Organisatie | Veenendaal |
---|---|
Organisatietype | Gemeente |
Officiële naam regeling | Reglement commissie beeldende kunst en vormgeving gemeente Veenendaal |
Citeertitel | Reglement commissie beeldende kunst en vormgeving gemeente Veenendaal |
Vastgesteld door | college van burgemeester en wethouders |
Onderwerp | bestuur en recht |
Eigen onderwerp | bestuurlijke organisatie |
Geen
geen
Datum inwerkingtreding | Terugwerkende kracht tot en met | Datum uitwerkingtreding | Betreft | Datum ondertekening Bron bekendmaking | Kenmerk voorstel |
---|---|---|---|---|---|
07-11-2003 | 31-08-2016 | nieuwe regeling | 28-10-2003 Onbekend | - |
Artikel 1 Doelstelling en taken
De Kunstcommissie Veenendaal heeft als taak om Burgemeester en Wethouders gevraagd en ongevraagd te adviseren over beeldende kunstzaken. Daarbij is de doelstelling "het bevorderen van het beeldende kunstklimaat in Veenendaal, op grond van het idee dat kunst een extra dimensie toevoegt aan de leefomgeving van mensen en aan de beeldkwaliteit van de gemeente".
Artikel 4 Benoemingen, zittingsperiode
De leden, uitgezonderd de projectgebonden en de ambtelijke leden, worden benoemd voor een periode van 4 jaar. In voorkomende gevallen en bij instemming kunnen deze leden worden herbenoemd voor een periode van 2 jaar. Voorwaarde hiervoor is dat het lid hiertoe zelf een schriftelijk verzoek indient bij de secretaris van de kunstcommissie en de meerderheid van de overige leden instemt met die kandidatuur.
Degene die ter vervulling van een tussentijds ontstane vacature tot lid is benoemd van de Kunstcommissie treedt af op het tijdstip waarop degene in wiens plaats hij of zij is benoemd zou hebben moeten aftreden. Indien dit een periode betreft korter dan vier jaar dan kan dit lid bij instemming van de overige leden worden herbenoemd tot een zittingsperiode van vier jaar met inbegrip van genoemde onder lid 1 van dit artikel.

------------------------------------------------------------------------

[OPDRACHT A]:
Haal uit de records de regels vanaf het begin tot en met de regel met "point(126, 186)". Neem ze letterlijk en ongewijzigd over.

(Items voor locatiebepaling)
------------------------------------------------------------------------

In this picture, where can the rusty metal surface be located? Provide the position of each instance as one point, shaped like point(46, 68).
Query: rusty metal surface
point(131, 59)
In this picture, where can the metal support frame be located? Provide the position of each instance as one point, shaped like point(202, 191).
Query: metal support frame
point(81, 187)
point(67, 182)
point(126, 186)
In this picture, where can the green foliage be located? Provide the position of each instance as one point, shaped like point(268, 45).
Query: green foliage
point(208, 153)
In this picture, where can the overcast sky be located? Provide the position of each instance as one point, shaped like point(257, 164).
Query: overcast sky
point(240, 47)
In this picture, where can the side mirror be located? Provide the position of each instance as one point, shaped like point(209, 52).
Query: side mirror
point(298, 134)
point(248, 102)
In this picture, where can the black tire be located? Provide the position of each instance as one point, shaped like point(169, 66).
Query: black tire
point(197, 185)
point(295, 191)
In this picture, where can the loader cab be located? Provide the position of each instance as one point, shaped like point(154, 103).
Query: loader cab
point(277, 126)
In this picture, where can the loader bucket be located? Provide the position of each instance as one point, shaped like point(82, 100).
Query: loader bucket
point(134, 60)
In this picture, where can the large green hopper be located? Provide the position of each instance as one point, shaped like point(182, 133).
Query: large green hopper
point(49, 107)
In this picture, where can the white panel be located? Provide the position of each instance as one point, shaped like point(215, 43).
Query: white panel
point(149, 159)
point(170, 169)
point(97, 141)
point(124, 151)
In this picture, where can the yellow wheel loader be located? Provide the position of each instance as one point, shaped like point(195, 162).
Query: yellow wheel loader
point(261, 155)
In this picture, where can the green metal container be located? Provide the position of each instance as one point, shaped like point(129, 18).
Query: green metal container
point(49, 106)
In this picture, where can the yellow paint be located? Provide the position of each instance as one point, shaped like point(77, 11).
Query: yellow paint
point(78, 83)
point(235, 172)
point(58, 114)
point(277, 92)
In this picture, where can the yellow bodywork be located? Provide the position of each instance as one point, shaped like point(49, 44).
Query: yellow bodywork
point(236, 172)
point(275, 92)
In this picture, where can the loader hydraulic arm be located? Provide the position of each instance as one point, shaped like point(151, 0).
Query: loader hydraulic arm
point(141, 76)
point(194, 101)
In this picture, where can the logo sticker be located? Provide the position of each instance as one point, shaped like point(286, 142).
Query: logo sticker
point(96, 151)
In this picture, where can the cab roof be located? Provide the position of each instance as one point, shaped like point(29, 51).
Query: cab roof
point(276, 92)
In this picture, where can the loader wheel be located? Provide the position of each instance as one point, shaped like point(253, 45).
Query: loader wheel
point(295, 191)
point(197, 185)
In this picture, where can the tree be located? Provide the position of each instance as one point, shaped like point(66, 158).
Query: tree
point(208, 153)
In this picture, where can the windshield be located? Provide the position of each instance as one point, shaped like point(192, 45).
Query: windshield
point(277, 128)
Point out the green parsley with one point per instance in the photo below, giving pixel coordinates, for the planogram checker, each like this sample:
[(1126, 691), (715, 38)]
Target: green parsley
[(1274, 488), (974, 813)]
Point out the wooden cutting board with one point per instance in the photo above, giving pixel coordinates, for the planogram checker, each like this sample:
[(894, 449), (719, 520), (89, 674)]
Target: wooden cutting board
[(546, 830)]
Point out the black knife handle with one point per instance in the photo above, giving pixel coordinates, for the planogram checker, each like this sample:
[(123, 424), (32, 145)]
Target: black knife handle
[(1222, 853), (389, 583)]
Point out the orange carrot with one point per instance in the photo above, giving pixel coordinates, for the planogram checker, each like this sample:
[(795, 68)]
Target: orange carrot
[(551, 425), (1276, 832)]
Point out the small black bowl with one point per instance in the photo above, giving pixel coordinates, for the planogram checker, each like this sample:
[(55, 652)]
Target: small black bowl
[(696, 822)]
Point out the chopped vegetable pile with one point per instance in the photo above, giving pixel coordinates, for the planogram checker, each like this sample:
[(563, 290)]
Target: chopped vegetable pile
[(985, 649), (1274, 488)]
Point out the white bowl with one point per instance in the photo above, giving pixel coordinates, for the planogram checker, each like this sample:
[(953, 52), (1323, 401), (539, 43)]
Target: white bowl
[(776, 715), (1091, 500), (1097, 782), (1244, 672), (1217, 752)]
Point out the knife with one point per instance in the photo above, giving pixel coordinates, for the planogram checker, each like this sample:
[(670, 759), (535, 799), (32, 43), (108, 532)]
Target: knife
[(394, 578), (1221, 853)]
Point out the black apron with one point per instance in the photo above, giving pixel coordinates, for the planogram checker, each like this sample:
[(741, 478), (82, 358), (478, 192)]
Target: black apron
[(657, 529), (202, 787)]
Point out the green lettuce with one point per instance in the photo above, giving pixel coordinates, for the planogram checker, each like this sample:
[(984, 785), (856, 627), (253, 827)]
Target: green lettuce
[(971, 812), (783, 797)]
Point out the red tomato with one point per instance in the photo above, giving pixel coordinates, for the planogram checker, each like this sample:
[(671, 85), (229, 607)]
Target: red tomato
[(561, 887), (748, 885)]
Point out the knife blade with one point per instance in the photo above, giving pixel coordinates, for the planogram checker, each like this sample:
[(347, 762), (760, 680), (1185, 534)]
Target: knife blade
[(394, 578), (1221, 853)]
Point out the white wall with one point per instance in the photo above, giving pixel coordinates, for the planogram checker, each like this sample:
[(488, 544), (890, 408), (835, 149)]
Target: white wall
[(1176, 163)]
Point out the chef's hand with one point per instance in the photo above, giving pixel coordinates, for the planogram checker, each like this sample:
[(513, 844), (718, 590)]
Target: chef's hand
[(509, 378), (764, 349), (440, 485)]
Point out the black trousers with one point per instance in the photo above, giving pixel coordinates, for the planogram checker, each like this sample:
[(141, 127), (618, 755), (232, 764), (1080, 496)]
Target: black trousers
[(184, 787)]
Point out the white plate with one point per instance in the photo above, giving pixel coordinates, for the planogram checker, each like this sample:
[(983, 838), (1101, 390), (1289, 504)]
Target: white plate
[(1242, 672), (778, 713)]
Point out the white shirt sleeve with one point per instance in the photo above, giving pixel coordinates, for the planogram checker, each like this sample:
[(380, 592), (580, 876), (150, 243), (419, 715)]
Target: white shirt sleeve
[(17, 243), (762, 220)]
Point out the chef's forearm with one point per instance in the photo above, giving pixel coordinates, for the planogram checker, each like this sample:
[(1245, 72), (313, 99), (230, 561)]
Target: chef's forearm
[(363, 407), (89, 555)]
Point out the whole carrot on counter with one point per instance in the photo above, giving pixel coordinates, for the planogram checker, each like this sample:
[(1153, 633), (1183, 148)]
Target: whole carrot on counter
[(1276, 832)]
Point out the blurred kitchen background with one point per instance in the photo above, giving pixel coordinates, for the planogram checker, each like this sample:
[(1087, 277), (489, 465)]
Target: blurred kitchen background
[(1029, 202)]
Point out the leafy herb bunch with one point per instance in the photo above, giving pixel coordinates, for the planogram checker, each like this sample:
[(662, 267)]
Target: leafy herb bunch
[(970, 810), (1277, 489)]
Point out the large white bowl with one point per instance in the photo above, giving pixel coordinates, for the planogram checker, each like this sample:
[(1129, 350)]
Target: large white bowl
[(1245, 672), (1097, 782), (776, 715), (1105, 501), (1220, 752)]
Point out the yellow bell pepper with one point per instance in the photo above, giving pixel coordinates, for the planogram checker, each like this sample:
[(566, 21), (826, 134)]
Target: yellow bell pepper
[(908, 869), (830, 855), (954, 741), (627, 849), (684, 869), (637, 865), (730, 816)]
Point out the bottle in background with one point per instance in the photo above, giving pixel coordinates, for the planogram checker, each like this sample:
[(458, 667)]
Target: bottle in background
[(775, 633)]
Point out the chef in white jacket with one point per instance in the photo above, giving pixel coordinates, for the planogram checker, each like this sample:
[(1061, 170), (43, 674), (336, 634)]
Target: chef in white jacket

------------------------------------------------------------------------

[OPDRACHT B]:
Beantwoord deze vragen over het reglement van de Veenendaalse kunstcommissie:
(i) Door wie is de regeling vastgesteld?
(ii) Voor hoeveel jaar worden de leden, uitgezonderd de projectgebonden en de ambtelijke leden, benoemd?
(iii) Bij wie moet een lid het schriftelijke verzoek tot herbenoeming indienen?

[ANTWOORD A]:
In this picture, where can the rusty metal surface be located? Provide the position of each instance as one point, shaped like point(46, 68).
Query: rusty metal surface
point(131, 59)
In this picture, where can the metal support frame be located? Provide the position of each instance as one point, shaped like point(202, 191).
Query: metal support frame
point(81, 187)
point(67, 182)
point(126, 186)

[ANTWOORD B]:
(i) Door het college van burgemeester en wethouders.
(ii) Voor een periode van 4 jaar.
(iii) Bij de secretaris van de kunstcommissie.